What you will do: Reproduce the loan covenant excerpt word for word, between "7.1           Dispositions.  Convey, sell, lease, transfer" and "any fiscal year.", inclusive.

6.13           Further Assurances.  Execute any further instruments and take further action as Bank reasonably requests to perfect or continue Bank’s Lien in the Collateral or to effect the purposes of this Agreement.  Deliver to Bank, within five (5) Business Days after the same are sent or received, copies of all correspondence, reports, documents and other filings with any Governmental Authority regarding compliance with or maintenance of Governmental Approvals or Requirements of Law or that could reasonably be expected to have a material effect on any of the Governmental Approvals or otherwise on the operations of Borrower or any of its Subsidiaries.
 
7           NEGATIVE COVENANTS
 
Borrower shall not do any of the following without Bank’s prior written consent:
 
7.1           Dispositions.  Convey, sell, lease, transfer or otherwise dispose of (collectively, “Transfer”), or permit any of its Subsidiaries to Transfer, all or any part of its business or property, except for Transfers (a) of Inventory in the ordinary course of business; (b) of worn-out or obsolete Equipment; (c) in connection with Permitted Liens and Permitted Investments; (d) issuance and Transfer of shares of capital stock of Borrower in capital raising transactions approved by Borrower’s Board of Directors; and (e) other Transfers of assets (other than Accounts) not otherwise permitted under this Section 7.1, provided that the aggregate book value of all such Transfers does not exceed Twenty-Five Thousand Dollars ($25,000) in any fiscal year.
 
7.2           Changes in Business; Change in Control; Jurisdiction of Formation.  Engage in any material line of business other than those lines of business conducted by Borrower and its Subsidiaries on the date hereof and any businesses reasonably related, complementary or incidental thereto or reasonable extensions thereof; permit or suffer any Change in Control.  Borrower shall not, without at least thirty (30) days prior written notice to Bank: (1) change its jurisdiction of organization, (2) change its organizational structure or type, (3) change its legal name, or (4) change any organizational number (if any) assigned by its jurisdiction of organization; provided, however, that Borrower may change its jurisdiction of organization within less than thirty (30) days of the Effective Date, without giving thirty (30) days’ prior notice, so long as Borrower gives Bank notice of the change as soon as possible and in any event within five (5) Business Days of its occurrence.  Borrower shall not add any new offices or business locations, including warehouses (unless such new offices or business locations contain less than Twenty-Five Thousand Dollars ($25,000) in Borrower’s assets or property), unless Borrower provides written notice of such new location within five (5) Business Days thereafter.

[Records from a data source]
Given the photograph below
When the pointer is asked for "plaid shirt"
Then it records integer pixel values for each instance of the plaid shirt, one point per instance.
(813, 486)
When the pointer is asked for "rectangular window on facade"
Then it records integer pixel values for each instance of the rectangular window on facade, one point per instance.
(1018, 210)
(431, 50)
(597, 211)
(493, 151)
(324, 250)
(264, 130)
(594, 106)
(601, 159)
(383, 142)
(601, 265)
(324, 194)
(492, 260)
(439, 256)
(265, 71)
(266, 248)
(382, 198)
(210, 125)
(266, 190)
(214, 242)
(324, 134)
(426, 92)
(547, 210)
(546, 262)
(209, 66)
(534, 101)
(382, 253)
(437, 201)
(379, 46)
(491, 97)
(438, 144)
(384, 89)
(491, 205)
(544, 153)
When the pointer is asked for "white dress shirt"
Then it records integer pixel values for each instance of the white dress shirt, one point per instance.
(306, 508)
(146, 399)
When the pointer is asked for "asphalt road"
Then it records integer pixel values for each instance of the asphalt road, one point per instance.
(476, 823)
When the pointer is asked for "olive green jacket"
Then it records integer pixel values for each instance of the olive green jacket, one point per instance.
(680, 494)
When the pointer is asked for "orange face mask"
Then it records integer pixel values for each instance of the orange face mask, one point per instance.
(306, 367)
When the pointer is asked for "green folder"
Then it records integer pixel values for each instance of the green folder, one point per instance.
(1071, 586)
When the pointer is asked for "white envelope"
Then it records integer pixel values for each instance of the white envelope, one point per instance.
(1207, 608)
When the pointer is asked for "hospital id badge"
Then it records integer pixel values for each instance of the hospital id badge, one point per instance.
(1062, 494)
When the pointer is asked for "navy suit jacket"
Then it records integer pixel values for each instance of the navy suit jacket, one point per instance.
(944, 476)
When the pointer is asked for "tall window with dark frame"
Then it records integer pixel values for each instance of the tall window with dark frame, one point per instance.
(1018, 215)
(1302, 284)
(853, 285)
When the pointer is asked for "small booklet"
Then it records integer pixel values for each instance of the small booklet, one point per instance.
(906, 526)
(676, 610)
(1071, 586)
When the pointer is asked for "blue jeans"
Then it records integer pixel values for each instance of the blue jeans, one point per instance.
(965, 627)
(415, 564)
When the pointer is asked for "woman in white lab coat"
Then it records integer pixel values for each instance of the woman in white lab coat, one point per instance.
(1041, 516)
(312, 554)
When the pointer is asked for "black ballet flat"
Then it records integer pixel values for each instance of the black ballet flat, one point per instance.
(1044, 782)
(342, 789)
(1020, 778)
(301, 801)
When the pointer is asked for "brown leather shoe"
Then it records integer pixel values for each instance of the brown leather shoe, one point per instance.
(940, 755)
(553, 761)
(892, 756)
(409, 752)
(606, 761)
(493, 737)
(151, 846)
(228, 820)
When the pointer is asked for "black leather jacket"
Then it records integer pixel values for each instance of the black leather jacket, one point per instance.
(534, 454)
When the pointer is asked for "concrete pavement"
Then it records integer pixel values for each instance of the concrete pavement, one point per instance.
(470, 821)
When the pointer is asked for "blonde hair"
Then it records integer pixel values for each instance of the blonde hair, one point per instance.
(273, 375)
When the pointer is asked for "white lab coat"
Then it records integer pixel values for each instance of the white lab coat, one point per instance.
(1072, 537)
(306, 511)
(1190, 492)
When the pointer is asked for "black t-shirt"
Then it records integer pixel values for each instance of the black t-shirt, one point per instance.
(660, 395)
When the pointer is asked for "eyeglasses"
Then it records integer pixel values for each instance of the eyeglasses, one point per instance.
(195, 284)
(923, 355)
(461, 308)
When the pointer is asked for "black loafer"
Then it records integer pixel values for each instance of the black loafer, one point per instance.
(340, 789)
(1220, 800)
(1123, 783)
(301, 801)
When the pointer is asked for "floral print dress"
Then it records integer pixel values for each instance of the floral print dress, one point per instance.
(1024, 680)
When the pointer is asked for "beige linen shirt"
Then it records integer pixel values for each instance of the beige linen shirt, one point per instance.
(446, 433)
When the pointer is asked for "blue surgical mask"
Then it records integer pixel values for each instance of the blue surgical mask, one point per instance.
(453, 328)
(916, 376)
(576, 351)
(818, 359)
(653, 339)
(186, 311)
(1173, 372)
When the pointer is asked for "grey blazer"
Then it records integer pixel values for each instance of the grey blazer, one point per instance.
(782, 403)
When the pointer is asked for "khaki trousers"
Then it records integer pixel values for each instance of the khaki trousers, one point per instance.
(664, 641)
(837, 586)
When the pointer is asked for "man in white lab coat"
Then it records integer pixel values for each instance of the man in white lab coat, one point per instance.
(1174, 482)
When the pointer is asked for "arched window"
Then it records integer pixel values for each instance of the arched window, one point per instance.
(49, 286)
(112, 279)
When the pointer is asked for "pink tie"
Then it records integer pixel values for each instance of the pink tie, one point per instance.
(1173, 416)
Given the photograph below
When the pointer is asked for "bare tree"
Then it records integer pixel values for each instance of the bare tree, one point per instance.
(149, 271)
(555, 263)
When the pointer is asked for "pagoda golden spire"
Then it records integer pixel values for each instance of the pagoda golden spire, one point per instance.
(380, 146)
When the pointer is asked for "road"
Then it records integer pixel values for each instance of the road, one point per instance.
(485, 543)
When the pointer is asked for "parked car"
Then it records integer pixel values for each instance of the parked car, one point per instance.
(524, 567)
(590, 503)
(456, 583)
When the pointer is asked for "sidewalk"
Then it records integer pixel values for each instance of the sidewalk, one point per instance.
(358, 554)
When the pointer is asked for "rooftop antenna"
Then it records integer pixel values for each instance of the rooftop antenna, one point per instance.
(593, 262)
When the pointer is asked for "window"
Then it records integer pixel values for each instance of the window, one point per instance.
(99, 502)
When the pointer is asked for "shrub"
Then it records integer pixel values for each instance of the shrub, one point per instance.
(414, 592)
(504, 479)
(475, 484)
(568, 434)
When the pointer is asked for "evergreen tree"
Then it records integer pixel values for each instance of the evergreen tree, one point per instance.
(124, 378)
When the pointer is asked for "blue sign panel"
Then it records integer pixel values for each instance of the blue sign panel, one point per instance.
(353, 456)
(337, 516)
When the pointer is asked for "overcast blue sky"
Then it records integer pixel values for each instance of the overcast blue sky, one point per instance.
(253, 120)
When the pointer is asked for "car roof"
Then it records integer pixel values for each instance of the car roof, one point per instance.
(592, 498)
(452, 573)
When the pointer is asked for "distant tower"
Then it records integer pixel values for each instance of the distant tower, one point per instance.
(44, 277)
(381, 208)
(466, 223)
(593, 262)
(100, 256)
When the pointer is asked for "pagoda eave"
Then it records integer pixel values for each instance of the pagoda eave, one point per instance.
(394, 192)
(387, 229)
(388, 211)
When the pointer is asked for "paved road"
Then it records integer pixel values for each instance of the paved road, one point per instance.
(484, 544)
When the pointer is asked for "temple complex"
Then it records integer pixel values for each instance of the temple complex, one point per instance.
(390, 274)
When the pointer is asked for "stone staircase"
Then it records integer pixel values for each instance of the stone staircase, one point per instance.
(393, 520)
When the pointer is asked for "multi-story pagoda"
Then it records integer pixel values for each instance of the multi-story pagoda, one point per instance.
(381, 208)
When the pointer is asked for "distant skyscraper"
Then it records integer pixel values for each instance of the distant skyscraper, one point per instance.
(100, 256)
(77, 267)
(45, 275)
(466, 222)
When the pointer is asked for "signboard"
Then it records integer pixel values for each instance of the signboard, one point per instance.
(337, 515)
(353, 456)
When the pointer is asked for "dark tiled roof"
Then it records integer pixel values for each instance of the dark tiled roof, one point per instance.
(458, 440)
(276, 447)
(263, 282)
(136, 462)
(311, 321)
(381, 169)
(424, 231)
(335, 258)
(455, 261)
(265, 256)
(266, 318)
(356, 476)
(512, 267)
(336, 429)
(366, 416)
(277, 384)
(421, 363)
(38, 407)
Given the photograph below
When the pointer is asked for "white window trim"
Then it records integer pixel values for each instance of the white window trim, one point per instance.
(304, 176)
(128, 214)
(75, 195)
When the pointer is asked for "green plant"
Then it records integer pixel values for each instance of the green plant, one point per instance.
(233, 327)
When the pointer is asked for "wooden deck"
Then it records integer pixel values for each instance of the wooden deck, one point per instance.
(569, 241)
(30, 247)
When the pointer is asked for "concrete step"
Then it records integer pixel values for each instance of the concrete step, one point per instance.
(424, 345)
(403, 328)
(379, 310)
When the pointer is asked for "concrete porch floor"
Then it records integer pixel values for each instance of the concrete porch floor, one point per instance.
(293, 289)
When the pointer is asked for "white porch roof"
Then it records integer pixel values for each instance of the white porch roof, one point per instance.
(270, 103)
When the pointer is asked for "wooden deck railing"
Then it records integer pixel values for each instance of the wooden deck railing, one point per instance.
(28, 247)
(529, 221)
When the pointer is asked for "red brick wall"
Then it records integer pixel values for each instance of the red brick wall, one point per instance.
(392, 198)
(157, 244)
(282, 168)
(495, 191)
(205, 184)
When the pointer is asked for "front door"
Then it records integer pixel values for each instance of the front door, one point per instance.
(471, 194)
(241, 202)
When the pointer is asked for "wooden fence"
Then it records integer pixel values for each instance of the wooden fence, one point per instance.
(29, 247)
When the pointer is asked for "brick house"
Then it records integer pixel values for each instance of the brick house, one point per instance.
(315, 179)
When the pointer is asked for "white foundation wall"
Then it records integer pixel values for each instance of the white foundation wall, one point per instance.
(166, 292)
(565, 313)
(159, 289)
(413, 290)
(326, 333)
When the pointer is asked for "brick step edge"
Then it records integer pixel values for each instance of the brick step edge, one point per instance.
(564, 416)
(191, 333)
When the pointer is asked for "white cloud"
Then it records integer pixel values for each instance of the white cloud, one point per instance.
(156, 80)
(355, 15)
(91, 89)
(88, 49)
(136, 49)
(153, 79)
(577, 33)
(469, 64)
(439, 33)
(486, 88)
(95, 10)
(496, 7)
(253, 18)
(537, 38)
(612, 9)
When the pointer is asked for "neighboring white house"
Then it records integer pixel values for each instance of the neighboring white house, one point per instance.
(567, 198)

Answer in full:
7.1           Dispositions.  Convey, sell, lease, transfer or otherwise dispose of (collectively, “Transfer”), or permit any of its Subsidiaries to Transfer, all or any part of its business or property, except for Transfers (a) of Inventory in the ordinary course of business; (b) of worn-out or obsolete Equipment; (c) in connection with Permitted Liens and Permitted Investments; (d) issuance and Transfer of shares of capital stock of Borrower in capital raising transactions approved by Borrower’s Board of Directors; and (e) other Transfers of assets (other than Accounts) not otherwise permitted under this Section 7.1, provided that the aggregate book value of all such Transfers does not exceed Twenty-Five Thousand Dollars ($25,000) in any fiscal year.